**WHAT IS REQUIRED**
Copying each record below exactly is the whole task.

[Referring expression pointing data]

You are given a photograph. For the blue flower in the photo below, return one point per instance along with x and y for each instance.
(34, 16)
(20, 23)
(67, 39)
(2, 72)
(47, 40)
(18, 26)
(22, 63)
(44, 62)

**ANSWER SPACE**
You are given a photograph. For the blue flower in the photo below, return one point per instance along with x and y for each instance.
(34, 16)
(20, 23)
(67, 39)
(2, 72)
(47, 40)
(18, 26)
(22, 63)
(44, 62)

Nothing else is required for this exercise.